--- SUPPLIED INFORMATION ---
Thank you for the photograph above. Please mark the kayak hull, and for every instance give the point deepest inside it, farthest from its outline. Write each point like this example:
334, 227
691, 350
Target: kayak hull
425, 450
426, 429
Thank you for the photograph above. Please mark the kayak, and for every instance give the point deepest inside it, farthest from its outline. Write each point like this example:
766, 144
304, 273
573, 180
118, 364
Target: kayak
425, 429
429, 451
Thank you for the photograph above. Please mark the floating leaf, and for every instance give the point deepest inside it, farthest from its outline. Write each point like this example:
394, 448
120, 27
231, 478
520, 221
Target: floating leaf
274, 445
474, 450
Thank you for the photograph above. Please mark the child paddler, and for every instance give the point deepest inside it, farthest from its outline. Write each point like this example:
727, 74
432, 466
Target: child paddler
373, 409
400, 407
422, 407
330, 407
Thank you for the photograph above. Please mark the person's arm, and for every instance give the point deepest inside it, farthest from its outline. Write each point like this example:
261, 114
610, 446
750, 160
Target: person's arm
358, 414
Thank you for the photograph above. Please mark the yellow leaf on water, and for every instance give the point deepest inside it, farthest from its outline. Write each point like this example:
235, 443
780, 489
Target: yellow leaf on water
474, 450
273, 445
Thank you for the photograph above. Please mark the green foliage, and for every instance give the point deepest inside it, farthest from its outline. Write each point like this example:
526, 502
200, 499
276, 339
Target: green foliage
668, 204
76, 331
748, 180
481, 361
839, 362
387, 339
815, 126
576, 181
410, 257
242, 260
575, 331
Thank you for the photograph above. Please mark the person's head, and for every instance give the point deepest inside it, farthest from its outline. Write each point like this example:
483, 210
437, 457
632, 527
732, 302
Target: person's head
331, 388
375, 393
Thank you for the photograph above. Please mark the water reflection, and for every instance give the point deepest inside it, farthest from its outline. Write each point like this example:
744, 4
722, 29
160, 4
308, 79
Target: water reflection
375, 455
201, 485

--- PROMPT ---
Reproduce every line from the one containing "Thank you for the photograph above. Please mark the water" through the end of the items, shifting each answer coordinate by adding 145 to it and keeping the item wording and its sample points as they are.

--- CORRECT OUTPUT ---
Thank you for the photograph above. Please mark the water reflection, and for every instance give the point deepest inside it, farthest from its outline. Write each point like this example:
744, 4
722, 29
160, 4
308, 79
Target: water reflection
520, 600
346, 630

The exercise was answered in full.